TASK INPUTS -
◆ ◆ ◆ ◆ ◆
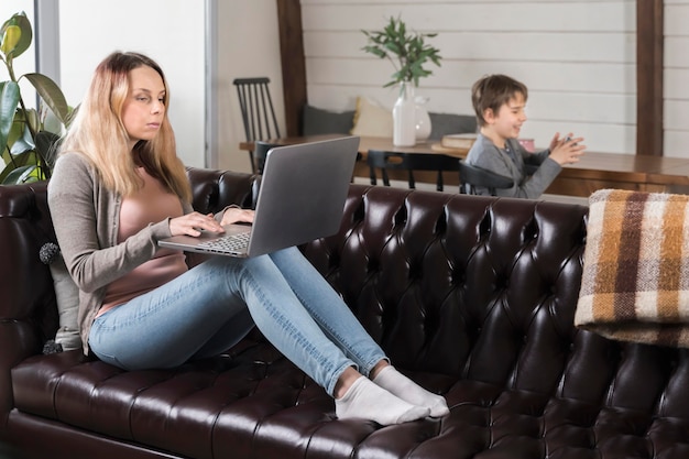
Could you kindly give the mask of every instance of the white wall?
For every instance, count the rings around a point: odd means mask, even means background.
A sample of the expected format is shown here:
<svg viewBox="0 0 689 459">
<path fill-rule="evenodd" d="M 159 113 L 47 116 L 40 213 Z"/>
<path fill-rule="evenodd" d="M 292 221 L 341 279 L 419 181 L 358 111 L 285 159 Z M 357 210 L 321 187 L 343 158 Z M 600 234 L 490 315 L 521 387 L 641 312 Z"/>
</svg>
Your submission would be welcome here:
<svg viewBox="0 0 689 459">
<path fill-rule="evenodd" d="M 41 0 L 47 1 L 47 0 Z M 57 0 L 54 0 L 57 1 Z M 209 139 L 211 167 L 249 171 L 232 79 L 269 76 L 284 125 L 275 0 L 215 2 L 218 133 Z M 145 52 L 158 61 L 172 88 L 171 119 L 179 154 L 204 165 L 205 12 L 200 0 L 59 0 L 62 81 L 72 105 L 86 90 L 95 65 L 114 48 Z M 442 66 L 422 81 L 433 111 L 471 113 L 469 89 L 486 73 L 502 72 L 529 87 L 524 136 L 544 145 L 556 130 L 587 136 L 591 151 L 635 151 L 634 0 L 302 0 L 309 102 L 353 108 L 358 95 L 392 107 L 383 89 L 392 67 L 363 53 L 361 29 L 380 29 L 402 15 L 433 40 Z M 2 21 L 33 15 L 32 0 L 2 0 Z M 665 0 L 665 155 L 689 156 L 689 0 Z M 33 62 L 17 62 L 22 73 Z M 0 66 L 1 67 L 1 66 Z M 19 68 L 18 68 L 19 69 Z M 7 74 L 0 68 L 0 78 Z"/>
<path fill-rule="evenodd" d="M 689 0 L 665 0 L 664 155 L 689 157 Z"/>
<path fill-rule="evenodd" d="M 361 30 L 401 17 L 431 39 L 441 67 L 417 95 L 430 111 L 473 113 L 471 85 L 504 73 L 529 88 L 522 135 L 547 145 L 556 131 L 584 135 L 591 151 L 635 151 L 635 9 L 631 0 L 302 0 L 309 102 L 353 108 L 358 95 L 392 107 L 387 61 L 364 53 Z M 685 22 L 686 23 L 686 22 Z"/>
</svg>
◆ ◆ ◆ ◆ ◆
EXERCISE PROMPT - Rewrite the material above with every "instance" changed to "region" and everything else left as it is, leaving the pictures out.

WRITTEN RESPONSE -
Could you kindly give the mask of every region of the white wall?
For every region, count the rings around a point: odd means mask, even means background.
A sample of the expected format is shown here:
<svg viewBox="0 0 689 459">
<path fill-rule="evenodd" d="M 159 113 L 47 116 L 40 213 Z"/>
<path fill-rule="evenodd" d="M 292 221 L 341 279 L 419 181 L 358 111 L 285 159 Z M 357 210 L 321 187 L 343 158 Z M 600 234 L 490 315 L 521 387 L 641 312 Z"/>
</svg>
Your submission would be welcome here:
<svg viewBox="0 0 689 459">
<path fill-rule="evenodd" d="M 41 0 L 47 1 L 47 0 Z M 57 0 L 54 0 L 57 1 Z M 209 139 L 211 167 L 249 171 L 232 79 L 269 76 L 284 125 L 275 0 L 215 2 L 218 133 Z M 145 52 L 158 61 L 172 88 L 171 119 L 179 154 L 204 165 L 205 12 L 200 0 L 59 0 L 62 81 L 72 105 L 86 90 L 95 65 L 114 48 Z M 442 66 L 422 81 L 433 111 L 471 113 L 469 89 L 486 73 L 502 72 L 529 87 L 524 136 L 544 145 L 556 130 L 587 136 L 591 151 L 635 151 L 634 0 L 302 0 L 309 102 L 353 108 L 358 95 L 392 107 L 383 89 L 392 67 L 363 53 L 361 29 L 380 29 L 402 15 L 433 40 Z M 2 21 L 33 15 L 32 0 L 2 0 Z M 665 0 L 665 155 L 689 156 L 689 0 Z M 33 62 L 17 62 L 22 73 Z M 0 66 L 1 67 L 1 66 Z M 19 68 L 18 68 L 19 69 Z M 7 74 L 0 68 L 0 78 Z"/>
<path fill-rule="evenodd" d="M 689 0 L 665 0 L 664 155 L 689 157 Z"/>
<path fill-rule="evenodd" d="M 361 30 L 401 17 L 431 39 L 441 67 L 417 95 L 430 111 L 473 113 L 471 85 L 504 73 L 529 88 L 522 135 L 547 145 L 556 131 L 584 135 L 591 151 L 635 151 L 635 9 L 631 0 L 302 0 L 309 102 L 353 108 L 358 95 L 392 107 L 387 61 L 364 53 Z M 685 22 L 686 23 L 686 22 Z"/>
</svg>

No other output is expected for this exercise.